■ **YOUR INSTRUCTIONS**: If a line holds the word "house", copy it from the entries.

#### DATA

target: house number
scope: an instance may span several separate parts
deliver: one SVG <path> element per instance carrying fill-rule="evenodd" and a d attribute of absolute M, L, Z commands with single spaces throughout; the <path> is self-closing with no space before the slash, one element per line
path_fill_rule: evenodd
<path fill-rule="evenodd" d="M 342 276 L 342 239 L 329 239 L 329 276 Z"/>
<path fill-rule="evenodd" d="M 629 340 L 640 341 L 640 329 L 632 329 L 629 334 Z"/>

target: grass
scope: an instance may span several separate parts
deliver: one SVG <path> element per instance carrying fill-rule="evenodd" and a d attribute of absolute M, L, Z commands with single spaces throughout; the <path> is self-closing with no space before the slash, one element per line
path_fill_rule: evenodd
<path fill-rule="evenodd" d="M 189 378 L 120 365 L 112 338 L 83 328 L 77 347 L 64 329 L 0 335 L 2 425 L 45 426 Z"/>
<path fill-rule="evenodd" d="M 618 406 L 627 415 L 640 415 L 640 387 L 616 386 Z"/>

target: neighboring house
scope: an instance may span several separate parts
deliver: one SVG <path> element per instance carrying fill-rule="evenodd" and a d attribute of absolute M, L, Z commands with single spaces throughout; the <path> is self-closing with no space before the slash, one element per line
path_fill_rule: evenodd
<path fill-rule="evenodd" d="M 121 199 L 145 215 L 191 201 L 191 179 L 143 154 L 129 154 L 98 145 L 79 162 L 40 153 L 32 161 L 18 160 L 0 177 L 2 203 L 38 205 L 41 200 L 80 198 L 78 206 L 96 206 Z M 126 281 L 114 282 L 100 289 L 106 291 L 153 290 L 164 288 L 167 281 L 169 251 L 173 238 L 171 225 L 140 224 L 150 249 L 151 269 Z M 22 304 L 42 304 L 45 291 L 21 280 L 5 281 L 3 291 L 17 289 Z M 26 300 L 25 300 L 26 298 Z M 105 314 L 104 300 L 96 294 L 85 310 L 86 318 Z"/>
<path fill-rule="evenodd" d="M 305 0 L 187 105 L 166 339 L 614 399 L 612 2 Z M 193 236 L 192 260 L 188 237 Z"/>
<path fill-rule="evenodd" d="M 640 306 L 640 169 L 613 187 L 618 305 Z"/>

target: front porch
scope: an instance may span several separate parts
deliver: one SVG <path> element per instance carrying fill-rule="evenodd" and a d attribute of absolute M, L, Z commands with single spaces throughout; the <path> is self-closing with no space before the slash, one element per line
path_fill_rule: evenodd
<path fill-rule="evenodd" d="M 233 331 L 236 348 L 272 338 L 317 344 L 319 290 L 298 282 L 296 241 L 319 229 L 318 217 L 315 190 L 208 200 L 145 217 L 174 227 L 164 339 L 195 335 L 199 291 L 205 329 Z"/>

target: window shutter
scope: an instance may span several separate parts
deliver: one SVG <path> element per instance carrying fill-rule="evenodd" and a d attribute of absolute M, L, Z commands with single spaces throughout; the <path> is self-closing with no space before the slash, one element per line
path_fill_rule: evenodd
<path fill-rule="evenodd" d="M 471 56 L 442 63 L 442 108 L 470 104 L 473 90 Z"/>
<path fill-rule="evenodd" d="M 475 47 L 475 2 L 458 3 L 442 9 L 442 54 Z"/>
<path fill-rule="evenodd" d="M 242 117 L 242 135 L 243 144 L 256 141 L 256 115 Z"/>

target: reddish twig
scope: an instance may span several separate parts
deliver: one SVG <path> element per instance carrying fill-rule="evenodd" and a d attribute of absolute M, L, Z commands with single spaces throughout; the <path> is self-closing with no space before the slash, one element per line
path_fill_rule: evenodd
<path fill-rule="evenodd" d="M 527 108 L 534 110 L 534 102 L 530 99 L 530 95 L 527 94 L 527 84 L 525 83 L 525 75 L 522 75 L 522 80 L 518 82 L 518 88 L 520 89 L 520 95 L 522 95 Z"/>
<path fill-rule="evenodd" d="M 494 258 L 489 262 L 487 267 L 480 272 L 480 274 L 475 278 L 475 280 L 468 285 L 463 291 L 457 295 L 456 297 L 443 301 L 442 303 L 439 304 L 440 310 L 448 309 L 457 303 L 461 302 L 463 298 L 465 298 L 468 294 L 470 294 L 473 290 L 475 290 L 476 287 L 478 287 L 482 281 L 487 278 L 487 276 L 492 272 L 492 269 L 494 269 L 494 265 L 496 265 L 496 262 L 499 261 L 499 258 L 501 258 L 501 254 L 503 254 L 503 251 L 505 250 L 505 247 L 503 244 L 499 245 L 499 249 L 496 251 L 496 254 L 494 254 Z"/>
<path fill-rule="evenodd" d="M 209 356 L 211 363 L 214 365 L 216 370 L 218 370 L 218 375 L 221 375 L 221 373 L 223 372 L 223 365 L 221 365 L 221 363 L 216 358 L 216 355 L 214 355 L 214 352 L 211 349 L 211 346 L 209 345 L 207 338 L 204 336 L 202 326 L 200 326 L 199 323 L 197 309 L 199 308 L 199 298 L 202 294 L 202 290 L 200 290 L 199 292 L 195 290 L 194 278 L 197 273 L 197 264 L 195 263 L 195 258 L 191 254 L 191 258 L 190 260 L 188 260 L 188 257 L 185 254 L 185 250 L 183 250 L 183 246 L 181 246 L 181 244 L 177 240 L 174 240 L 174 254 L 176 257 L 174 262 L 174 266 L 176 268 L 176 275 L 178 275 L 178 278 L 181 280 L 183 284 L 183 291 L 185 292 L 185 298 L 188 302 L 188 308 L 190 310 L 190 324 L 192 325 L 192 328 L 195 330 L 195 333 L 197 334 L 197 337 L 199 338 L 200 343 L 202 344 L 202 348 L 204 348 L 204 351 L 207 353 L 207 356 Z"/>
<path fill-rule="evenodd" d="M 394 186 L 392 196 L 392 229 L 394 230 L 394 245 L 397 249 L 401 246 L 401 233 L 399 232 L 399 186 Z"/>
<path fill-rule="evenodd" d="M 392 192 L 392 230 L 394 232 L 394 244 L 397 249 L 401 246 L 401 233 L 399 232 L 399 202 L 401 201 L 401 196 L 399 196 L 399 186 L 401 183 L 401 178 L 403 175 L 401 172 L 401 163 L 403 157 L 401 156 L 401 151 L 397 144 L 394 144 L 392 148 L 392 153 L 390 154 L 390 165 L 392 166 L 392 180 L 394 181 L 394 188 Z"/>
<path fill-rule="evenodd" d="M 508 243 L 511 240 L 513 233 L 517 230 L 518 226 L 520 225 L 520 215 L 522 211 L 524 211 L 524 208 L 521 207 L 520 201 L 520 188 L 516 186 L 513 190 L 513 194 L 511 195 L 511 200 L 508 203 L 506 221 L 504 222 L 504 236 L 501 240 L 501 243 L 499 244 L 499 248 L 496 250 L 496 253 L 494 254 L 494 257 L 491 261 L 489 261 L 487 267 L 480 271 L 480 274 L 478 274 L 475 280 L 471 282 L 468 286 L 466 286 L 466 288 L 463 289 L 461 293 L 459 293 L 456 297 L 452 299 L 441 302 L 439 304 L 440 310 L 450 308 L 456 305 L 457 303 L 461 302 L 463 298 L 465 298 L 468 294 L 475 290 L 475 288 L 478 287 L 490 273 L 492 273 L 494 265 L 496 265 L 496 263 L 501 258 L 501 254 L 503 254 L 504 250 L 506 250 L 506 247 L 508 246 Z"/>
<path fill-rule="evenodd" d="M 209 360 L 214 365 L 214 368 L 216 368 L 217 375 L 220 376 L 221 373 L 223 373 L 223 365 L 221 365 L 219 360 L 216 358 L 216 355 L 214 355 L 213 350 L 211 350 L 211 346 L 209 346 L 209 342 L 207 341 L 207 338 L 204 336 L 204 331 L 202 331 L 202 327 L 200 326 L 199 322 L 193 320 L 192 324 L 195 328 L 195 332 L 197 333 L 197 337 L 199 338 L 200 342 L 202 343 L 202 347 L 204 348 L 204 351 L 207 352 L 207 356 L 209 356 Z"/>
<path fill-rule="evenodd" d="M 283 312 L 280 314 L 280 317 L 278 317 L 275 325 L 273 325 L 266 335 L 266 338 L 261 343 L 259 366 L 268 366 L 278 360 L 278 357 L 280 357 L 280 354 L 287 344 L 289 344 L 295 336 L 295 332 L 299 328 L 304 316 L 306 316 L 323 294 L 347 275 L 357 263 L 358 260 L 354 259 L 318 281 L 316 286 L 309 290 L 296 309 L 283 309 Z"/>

########

■ **RESPONSE TO THIS TASK**:
target: house number
target: neighboring house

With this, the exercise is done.